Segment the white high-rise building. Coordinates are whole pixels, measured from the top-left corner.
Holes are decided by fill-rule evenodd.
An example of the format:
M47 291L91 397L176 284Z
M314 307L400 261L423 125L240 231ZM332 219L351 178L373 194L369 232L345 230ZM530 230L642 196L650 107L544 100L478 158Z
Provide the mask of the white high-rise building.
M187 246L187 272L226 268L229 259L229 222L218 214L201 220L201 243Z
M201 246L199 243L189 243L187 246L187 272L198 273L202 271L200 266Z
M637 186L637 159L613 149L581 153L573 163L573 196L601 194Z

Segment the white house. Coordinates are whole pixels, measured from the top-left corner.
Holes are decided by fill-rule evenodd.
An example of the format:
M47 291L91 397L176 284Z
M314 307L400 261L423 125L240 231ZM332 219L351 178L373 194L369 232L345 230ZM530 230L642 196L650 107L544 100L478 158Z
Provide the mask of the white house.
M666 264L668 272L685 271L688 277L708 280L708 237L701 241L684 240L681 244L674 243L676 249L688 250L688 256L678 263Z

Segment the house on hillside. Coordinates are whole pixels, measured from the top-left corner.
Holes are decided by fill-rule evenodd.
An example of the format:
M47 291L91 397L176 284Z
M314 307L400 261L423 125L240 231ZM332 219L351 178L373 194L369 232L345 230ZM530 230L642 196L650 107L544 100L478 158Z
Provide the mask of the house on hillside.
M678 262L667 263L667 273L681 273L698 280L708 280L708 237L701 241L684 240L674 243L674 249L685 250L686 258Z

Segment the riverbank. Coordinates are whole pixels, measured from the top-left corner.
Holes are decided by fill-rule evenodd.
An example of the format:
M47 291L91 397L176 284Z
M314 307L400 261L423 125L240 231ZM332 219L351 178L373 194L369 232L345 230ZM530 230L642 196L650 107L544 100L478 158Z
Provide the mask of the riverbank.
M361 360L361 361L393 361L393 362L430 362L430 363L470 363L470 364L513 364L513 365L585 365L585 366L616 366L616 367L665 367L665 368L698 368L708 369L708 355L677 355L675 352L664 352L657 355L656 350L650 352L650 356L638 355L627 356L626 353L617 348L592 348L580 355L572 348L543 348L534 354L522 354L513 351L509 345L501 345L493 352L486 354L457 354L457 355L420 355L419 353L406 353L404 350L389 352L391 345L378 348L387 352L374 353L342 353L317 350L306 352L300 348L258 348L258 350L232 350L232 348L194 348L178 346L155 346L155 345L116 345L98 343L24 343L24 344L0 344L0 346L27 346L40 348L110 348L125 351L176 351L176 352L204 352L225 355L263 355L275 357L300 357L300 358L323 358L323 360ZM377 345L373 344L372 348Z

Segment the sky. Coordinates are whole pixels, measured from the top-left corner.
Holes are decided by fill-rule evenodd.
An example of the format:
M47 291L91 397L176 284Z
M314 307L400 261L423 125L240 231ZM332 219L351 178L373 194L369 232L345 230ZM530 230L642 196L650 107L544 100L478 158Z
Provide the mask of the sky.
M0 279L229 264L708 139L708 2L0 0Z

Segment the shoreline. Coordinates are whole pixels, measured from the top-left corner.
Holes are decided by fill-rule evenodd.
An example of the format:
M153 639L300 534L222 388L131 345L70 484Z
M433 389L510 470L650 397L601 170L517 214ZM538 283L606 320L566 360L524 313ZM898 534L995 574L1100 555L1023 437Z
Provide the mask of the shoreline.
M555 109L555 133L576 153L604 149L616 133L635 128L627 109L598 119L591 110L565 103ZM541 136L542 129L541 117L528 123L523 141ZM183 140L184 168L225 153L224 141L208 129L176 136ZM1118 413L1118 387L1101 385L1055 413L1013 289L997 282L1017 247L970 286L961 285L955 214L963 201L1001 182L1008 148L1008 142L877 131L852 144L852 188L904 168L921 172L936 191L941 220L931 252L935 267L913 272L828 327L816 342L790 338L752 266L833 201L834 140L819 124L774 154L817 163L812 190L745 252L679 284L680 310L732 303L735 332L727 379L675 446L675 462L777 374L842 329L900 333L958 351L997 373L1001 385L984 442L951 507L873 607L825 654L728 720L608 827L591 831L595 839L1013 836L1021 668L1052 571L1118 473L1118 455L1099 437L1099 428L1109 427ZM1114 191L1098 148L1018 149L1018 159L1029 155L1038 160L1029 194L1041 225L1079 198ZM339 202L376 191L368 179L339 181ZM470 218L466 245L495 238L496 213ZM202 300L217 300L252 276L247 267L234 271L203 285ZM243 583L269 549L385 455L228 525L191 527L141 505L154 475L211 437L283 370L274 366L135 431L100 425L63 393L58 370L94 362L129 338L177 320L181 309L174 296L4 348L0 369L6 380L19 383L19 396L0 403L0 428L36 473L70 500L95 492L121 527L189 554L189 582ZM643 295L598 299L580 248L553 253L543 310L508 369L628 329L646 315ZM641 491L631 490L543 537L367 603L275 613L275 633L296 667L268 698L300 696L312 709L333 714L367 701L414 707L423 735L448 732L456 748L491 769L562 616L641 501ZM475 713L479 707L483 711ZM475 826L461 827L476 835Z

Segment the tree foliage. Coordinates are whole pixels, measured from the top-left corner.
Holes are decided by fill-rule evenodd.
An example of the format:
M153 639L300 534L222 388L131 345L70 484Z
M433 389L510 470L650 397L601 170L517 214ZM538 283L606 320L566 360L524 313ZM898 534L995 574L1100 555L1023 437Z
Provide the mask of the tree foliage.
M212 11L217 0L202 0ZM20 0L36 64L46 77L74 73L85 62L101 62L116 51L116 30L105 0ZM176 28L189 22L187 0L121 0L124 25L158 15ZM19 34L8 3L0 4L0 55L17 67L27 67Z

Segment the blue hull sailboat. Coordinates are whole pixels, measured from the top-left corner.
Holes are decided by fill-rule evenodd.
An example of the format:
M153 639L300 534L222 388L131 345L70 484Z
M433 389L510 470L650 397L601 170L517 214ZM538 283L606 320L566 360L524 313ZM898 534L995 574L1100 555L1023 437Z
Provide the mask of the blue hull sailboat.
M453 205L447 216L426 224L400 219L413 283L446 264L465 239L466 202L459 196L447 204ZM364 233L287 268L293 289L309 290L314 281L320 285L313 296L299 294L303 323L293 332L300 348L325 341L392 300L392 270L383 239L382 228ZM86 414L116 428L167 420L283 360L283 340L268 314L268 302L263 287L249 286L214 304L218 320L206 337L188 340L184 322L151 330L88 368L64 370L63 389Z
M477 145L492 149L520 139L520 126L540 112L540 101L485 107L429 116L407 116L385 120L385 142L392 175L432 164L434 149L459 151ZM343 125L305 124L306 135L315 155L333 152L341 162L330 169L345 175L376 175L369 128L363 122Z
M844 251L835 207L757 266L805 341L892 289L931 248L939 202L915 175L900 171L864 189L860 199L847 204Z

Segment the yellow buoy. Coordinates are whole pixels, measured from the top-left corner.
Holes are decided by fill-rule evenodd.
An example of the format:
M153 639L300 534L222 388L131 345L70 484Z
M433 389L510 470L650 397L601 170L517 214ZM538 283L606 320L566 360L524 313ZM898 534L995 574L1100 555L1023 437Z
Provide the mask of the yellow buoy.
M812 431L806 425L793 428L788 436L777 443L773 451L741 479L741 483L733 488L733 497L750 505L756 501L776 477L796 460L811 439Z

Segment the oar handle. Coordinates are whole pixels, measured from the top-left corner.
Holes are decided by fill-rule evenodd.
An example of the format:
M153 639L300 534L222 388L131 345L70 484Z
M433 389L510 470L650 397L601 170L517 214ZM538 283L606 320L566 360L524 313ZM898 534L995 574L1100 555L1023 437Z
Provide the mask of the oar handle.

------------

▸ Aim of the task
Reproduce all of the material above line for line, changing nothing.

▸ Task answer
Segment the white high-rise building. Coordinates are whole pixels, measured from the top-left corner.
Holes are decided by fill-rule evenodd.
An example of the format:
M47 291L91 397L176 284Z
M314 307L400 261L423 125L240 231ZM332 219L351 178L373 194L369 232L345 230ZM530 230L642 196L650 107L544 100L478 158Z
Provide the mask of the white high-rise building.
M187 246L187 272L226 268L229 259L229 222L218 214L201 220L201 243Z
M201 246L199 243L189 243L187 246L187 272L198 273L202 271L200 266Z
M637 186L637 159L613 149L581 153L573 163L573 196L601 194Z

Segment the white house. Coordinates are whole pixels, measured from the top-left corner.
Holes are decided by fill-rule evenodd.
An example of the format:
M47 291L91 397L176 284Z
M314 307L400 261L423 125L240 231ZM332 219L351 178L373 194L369 232L345 230ZM530 230L642 196L650 107L544 100L478 158Z
Provide the mask of the white house.
M666 264L668 272L685 271L688 277L708 280L708 237L701 241L684 240L681 244L674 243L676 249L688 250L688 256L678 263Z

Segment the house on hillside. Coordinates are whole pixels, measured from the top-left corner.
Holes are decided by fill-rule evenodd.
An example of the format:
M47 291L91 397L176 284Z
M314 307L400 261L423 125L240 231ZM332 219L351 178L373 194L369 232L345 230ZM530 230L642 196L650 107L544 100L478 158Z
Provide the mask of the house on hillside.
M678 262L667 263L667 273L681 273L698 280L708 280L708 237L701 241L684 240L674 243L674 249L685 250L686 258Z

Segment the riverbank. Coordinates are whole pixels, measured from the top-left corner.
Holes are decided by fill-rule evenodd.
An example of the format:
M47 291L91 397L176 284Z
M314 307L400 261L423 125L240 231ZM332 219L351 178L373 194L369 232L345 230ZM530 230L642 196L650 107L544 100L478 158Z
Provide the mask of the riverbank.
M361 360L361 361L393 361L393 362L430 362L430 363L470 363L470 364L513 364L513 365L585 365L585 366L616 366L616 367L665 367L665 368L698 368L708 369L708 355L677 355L675 352L664 352L657 355L656 350L650 352L650 356L638 355L627 356L626 353L617 348L592 348L580 355L572 348L543 348L534 354L522 354L513 351L509 345L501 345L493 352L486 354L457 354L457 355L420 355L419 353L406 353L404 350L389 352L391 345L378 348L387 352L374 353L342 353L317 350L306 352L300 348L258 348L258 350L232 350L232 348L194 348L178 346L155 346L155 345L116 345L98 343L24 343L24 344L0 344L0 346L27 346L40 348L110 348L125 351L176 351L176 352L204 352L225 355L263 355L275 357L300 357L300 358L323 358L323 360ZM377 345L373 344L372 348Z

Segment the sky. Coordinates are whole pixels, measured from the top-left corner.
Holes are decided by fill-rule evenodd.
An example of the format:
M47 291L91 397L176 284Z
M314 307L400 261L423 125L240 231ZM332 219L351 178L373 194L369 232L345 230ZM530 230L642 196L650 107L544 100L478 158Z
Provide the mask of the sky.
M0 279L229 264L708 139L708 2L0 0Z

Segment the shoreline. Coordinates are whole pixels, measured from the top-left corner.
Holes are decided by fill-rule evenodd.
An example of the format:
M153 639L300 534L222 388L131 345L70 484Z
M433 389L510 470L650 397L601 170L517 214ZM538 283L606 320L566 360L524 313ZM898 534L995 574L1100 555L1023 437Z
Provide the mask of the shoreline.
M555 109L555 133L576 153L604 149L616 133L635 128L627 109L598 119L591 110L565 103ZM541 136L542 129L541 117L528 123L523 141ZM183 140L184 168L225 153L224 141L208 129L176 136ZM1118 413L1118 387L1101 385L1055 413L1013 289L997 282L1017 247L970 286L961 285L955 214L963 201L1001 182L1008 148L1008 142L877 131L852 144L852 188L904 168L921 172L936 191L941 220L931 252L935 267L913 272L828 327L816 342L790 338L752 266L833 201L834 140L819 124L774 154L817 163L812 190L745 252L679 284L680 310L732 303L735 332L727 379L675 446L675 462L777 374L842 329L900 333L958 351L997 373L1001 385L984 442L951 507L873 607L825 654L728 720L608 827L591 831L595 839L1013 836L1021 668L1052 571L1118 473L1118 455L1099 437L1099 428L1109 427ZM1114 191L1098 148L1018 149L1018 159L1029 155L1038 160L1029 194L1041 225L1079 198ZM339 202L376 191L368 179L339 181ZM470 218L466 245L495 238L496 213ZM202 300L217 300L252 276L247 267L234 271L203 285ZM243 583L269 549L385 455L228 525L191 527L141 505L154 475L211 437L283 370L274 366L135 431L100 425L63 393L58 370L94 362L129 338L177 320L181 309L174 296L4 348L0 369L6 380L19 383L19 396L0 403L0 428L36 473L70 500L95 492L121 527L189 554L189 582ZM643 295L598 299L580 248L553 253L543 310L508 369L628 329L646 315ZM641 491L631 490L543 537L367 603L275 613L275 633L296 667L268 698L300 696L312 709L333 714L367 701L414 707L423 735L448 732L456 748L491 769L562 616L641 501ZM475 713L479 707L483 711ZM475 826L461 827L476 835Z

Segment the tree foliage. Coordinates are whole pixels, measured from the top-left corner.
Holes are decided by fill-rule evenodd.
An example of the format:
M153 639L300 534L222 388L131 345L70 484Z
M433 389L510 470L650 397L601 170L517 214ZM538 283L606 320L566 360L524 313ZM898 534L995 574L1100 555L1023 437Z
Provide the mask of the tree foliage.
M212 11L217 0L202 0ZM20 0L36 64L46 77L74 73L85 62L101 62L116 51L116 30L105 0ZM176 28L189 22L187 0L121 0L124 25L158 15ZM19 34L8 3L0 4L0 55L17 67L27 67Z

Segment the blue hull sailboat. Coordinates are whole pixels, measured from the top-left corner.
Holes are decided by fill-rule evenodd.
An example of the format:
M153 639L300 534L222 388L131 345L70 484Z
M433 389L510 470L650 397L601 170L517 214ZM538 283L606 320L566 360L524 313ZM898 534L995 574L1100 555L1023 437Z
Provide the mask of the blue hull sailboat.
M453 205L447 216L426 224L400 219L413 283L446 264L465 239L466 202L459 196L447 204ZM364 233L287 268L293 289L309 290L314 281L320 285L313 296L299 294L303 323L293 332L300 348L325 341L392 300L392 270L383 239L382 228ZM86 414L116 428L167 420L283 360L283 340L268 314L268 302L263 287L249 286L214 304L218 320L206 337L188 340L184 322L151 330L88 368L64 370L63 389Z
M477 145L492 149L520 139L520 126L540 112L540 101L485 107L429 116L407 116L385 120L385 142L392 175L432 164L434 149L459 151ZM343 125L305 124L306 135L315 155L333 152L341 162L330 169L345 175L376 175L369 128L363 122Z
M844 251L835 207L757 266L805 341L892 289L931 248L939 202L915 175L900 171L864 189L860 199L847 204Z

Segment the yellow buoy. Coordinates are whole pixels, measured from the top-left corner.
Holes are decided by fill-rule evenodd.
An example of the format:
M153 639L300 534L222 388L131 345L70 484Z
M433 389L510 470L650 397L601 170L517 214ZM538 283L606 320L566 360L524 313ZM898 534L995 574L1100 555L1023 437Z
Provide the mask of the yellow buoy.
M812 431L806 425L793 428L788 436L777 443L773 451L741 479L741 483L733 488L733 497L750 505L756 501L776 477L796 460L811 439Z

Segment the oar handle. Coordinates are whole pixels, measured from the top-left corner.
Holes are decided by fill-rule evenodd.
An example of the format:
M153 639L300 534L222 388L131 345L70 484Z
M433 389L510 470L650 397L601 170L517 214ZM538 283L606 320L566 360L524 313ZM898 534L995 574L1100 555L1023 437Z
Provide the mask of the oar handle.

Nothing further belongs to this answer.